EXCERPT PROVIDED |
________________________________________

I have a lot of functions with this signature:
DoSomething(int x, int y, int z, int t, int u, int p);
They all have the same number of parameters and the same type of parameters.
I want to be able to use them like this:
DoSomething(1, 2, 3, 4, 5, 6);
I know the compiler cannot distinguish between functions of the same signature (they are plain illegal).
To that affect I would like to wrap the parameters of the functions in logical "Constructs". This does not mean classes or structures. For example:
DoSomething(Construct1(x, y, z), Construct2(t, u, p));
or
DoSomething(Construct1(x, y), Constrcut2(t, u, p, o));
In this case I can distinguish between the two functions and they have the same number of parameters. If I use objects with different constructors even if it is const by ref, using a class or a structure, the Construct is still created. For Example:
DoSomething(const Construct1& constr1, const Construct2& constr2)
{
constr1.x + constr2.t
}
DoSomething(Construct1(1, 2, 3), Construct2(4, 5, 6));
In this case Construct1 and Construct2 are both created.
What I want is:
DoSomething(Construct1(x, y, z), Construct2(t, u, p));
or
DoSomething(Construct1(x, y), Constrcut2(t, u, p, o));
at compile time to expand to:
DoSomething(int x, int y, int z, int t, int u, int p);
thus eliminating the need for the object creation. I am not looking for an object solution. Anything that can expand this is welcome. Even if it is a macro. I am not looking for a complete solution, but if you can point me to what I should read in order to make this myself then that is more than welcome.
Thanks in advance.
Overloading is based on the parameter types rather than the parameter names. You cannot have overloaded functions which have parameter lists with identical types.

________________________________________

EXTRACTED ENTRIES |
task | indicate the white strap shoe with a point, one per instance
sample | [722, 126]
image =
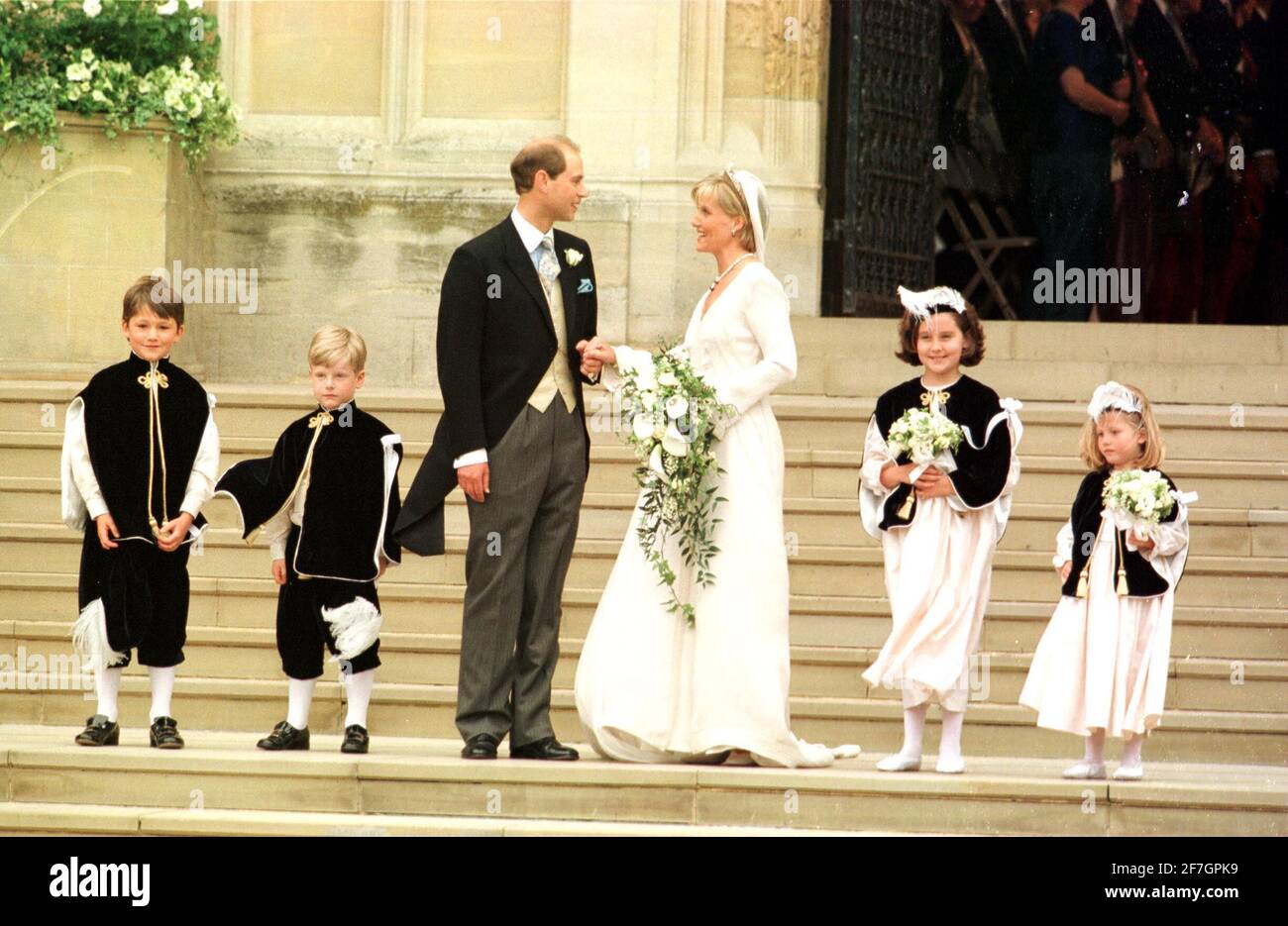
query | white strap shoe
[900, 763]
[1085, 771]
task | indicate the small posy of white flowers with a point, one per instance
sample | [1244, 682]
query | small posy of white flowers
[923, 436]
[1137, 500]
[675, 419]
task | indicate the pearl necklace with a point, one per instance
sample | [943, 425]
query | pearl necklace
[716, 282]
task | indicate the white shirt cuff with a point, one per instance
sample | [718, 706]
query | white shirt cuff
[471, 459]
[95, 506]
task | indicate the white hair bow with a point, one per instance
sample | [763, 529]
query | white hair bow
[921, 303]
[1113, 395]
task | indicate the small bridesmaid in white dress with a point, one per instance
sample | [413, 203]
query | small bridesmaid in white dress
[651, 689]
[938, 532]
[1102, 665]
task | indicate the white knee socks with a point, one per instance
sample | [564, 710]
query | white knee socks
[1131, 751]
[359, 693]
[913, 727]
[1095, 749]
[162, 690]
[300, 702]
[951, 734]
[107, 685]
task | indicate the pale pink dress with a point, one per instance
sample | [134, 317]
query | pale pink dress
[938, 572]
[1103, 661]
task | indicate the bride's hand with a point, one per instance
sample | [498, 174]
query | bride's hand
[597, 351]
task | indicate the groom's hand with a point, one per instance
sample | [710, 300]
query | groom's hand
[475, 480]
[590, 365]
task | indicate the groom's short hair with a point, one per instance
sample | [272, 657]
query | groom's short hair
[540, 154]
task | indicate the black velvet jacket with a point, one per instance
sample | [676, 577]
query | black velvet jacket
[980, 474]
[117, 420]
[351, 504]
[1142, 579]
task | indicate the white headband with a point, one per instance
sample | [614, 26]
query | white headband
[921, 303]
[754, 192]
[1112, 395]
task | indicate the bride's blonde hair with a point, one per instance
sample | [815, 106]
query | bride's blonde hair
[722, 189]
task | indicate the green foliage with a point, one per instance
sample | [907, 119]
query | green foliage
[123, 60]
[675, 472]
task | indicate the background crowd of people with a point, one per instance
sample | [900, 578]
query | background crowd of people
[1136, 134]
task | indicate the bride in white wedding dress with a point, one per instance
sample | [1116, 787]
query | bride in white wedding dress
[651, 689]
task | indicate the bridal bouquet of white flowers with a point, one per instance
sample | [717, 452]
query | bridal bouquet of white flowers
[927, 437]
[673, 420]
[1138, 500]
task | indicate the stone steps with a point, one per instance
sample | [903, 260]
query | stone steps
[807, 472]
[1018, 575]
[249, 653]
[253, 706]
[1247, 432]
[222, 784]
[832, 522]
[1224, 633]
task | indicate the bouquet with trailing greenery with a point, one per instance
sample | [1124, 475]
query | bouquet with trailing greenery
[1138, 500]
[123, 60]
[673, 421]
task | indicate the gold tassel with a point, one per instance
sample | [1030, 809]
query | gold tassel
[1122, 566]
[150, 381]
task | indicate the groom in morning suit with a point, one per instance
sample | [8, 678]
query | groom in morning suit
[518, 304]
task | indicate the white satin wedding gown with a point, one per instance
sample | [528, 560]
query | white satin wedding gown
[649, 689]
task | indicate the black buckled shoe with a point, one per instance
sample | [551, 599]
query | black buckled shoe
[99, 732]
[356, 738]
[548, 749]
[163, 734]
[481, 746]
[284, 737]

________________________________________

WHAT YOU NEED TO DO |
1. In the C++ overloading thread, what is overloading said to be based on?
2. From the C++ overloading thread, copy everything from "I want to be" down to "const Construct2& constr2)".
3. Shorten the paragraph in the C++ overloading thread that opens with "In this case I can distinguish" while keeping its main facts.
You won't need the lines to do any of this.

THE REPLIES |
1. It is based on the parameter types rather than the parameter names.

2.
I want to be able to use them like this:
DoSomething(1, 2, 3, 4, 5, 6);
I know the compiler cannot distinguish between functions of the same signature (they are plain illegal).
To that affect I would like to wrap the parameters of the functions in logical "Constructs". This does not mean classes or structures. For example:
DoSomething(Construct1(x, y, z), Construct2(t, u, p));
or
DoSomething(Construct1(x, y), Constrcut2(t, u, p, o));
In this case I can distinguish between the two functions and they have the same number of parameters. If I use objects with different constructors even if it is const by ref, using a class or a structure, the Construct is still created. For Example:
DoSomething(const Construct1& constr1, const Construct2& constr2)

3. Wrapping the parameters in constructs lets the two functions be told apart even though they have the same number of parameters. Using a class or structure with different constructors still creates the Construct, even when it is passed by const reference.